◆ Short problem 1 ◆
Please find every line in the listing that contains the string "Query" and copy each one out. Matches must have the same capitalization.
--- START Selected extract ---
# What Tri-pod



## rds1985 (Mar 7, 2009)

Hi all

I am lucky enough to be getting my first DSLR for Xmas and I will be Looking to do lots of writeups on detailing cars etc where i think a tripod would be beneficial.

However, I don't really want to spend very much, the less the better and i have no idea what I should be looking at or should i try fleabay etc

All advice appreciated


----------



## alex7392 (Nov 17, 2009)

You could go for a cheap tripod however in my experience they just dont cut the mustard. I have a Broadcast Video company and we tend to stick to Manfrotto tripods. These are very well made and give a lot of adjustment so you can get the perfect shot! 
Fleabay is loaded with them!! I would be inclined to spend a little more than the cheapo nasty 9.99 things!


----------



## vectra ed (Feb 4, 2006)

Manfrotto are what I use. But I also use Benbo too.


----------



## bretti_kivi (Apr 22, 2008)

Manfrotto, Gitzo, Slik, Red snapper. Your choice.

Think about the head you want, too, whether it's a threeway, ball, joystick or what. I don't really like my 804RC2, but I can't think of a better alternative. The 482 I have on the flash bracket would be too small.. and a joystick / pistolgrip would be better for me. But that's because of what I shoot.....test it.

Skimp on the tripod and you'll regret it. Try at the very least a Manfrotto 190XB + 804RC2. It's a hundred quid - much less and you'll be buying junk you won't want to use.

Bret


----------



## Beancounter (Aug 31, 2006)

Agree with the comments above, that you will regret buying a cheap one, although you don't have to spend that much more 

Warehouse Express are doing some good offers on tripods at the moment, but they appear to be changing quite frequently.
--- END Selected extract ---
◆ Short problem 2 ◆
Reproduce word for word the part of the tripod thread between "Think about the" and "I shoot.....test it.", inclusive.
--- START Records for processing ---
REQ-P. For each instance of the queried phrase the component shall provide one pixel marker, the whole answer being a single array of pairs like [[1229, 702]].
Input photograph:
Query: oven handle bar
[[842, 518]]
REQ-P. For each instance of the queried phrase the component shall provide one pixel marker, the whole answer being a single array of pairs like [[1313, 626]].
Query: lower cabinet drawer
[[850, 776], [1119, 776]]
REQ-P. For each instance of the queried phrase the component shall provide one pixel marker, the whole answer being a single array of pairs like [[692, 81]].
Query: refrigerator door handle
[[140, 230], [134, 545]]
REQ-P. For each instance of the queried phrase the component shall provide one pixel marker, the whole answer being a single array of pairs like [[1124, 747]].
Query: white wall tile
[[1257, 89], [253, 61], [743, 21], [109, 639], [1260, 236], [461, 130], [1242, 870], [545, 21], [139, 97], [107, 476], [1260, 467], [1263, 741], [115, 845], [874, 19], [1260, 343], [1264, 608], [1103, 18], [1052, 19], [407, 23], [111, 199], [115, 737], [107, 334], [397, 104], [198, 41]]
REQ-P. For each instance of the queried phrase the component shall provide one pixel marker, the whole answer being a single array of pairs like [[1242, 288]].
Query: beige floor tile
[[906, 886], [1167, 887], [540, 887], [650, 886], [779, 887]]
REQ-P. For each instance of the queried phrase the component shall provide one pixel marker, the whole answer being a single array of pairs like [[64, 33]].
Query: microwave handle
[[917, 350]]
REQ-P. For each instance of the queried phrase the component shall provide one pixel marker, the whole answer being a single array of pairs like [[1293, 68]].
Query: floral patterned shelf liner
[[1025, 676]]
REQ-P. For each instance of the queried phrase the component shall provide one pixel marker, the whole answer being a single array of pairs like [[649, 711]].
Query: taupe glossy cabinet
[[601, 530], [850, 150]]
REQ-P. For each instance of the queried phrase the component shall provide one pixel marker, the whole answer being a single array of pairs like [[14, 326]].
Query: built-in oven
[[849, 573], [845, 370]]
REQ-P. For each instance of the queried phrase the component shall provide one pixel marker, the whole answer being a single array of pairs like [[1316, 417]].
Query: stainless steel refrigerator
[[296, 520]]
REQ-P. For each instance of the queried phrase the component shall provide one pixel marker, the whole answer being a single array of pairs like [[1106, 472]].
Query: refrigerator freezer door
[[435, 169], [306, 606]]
--- END Records for processing ---
◆ Exercise answer 1 ◆
Query: oven handle bar
Query: lower cabinet drawer
Query: refrigerator door handle
Query: white wall tile
Query: beige floor tile
Query: microwave handle
Query: floral patterned shelf liner
Query: taupe glossy cabinet
Query: built-in oven
Query: stainless steel refrigerator
Query: refrigerator freezer door

◆ Exercise answer 2 ◆
Think about the head you want, too, whether it's a threeway, ball, joystick or what. I don't really like my 804RC2, but I can't think of a better alternative. The 482 I have on the flash bracket would be too small.. and a joystick / pistolgrip would be better for me. But that's because of what I shoot.....test it.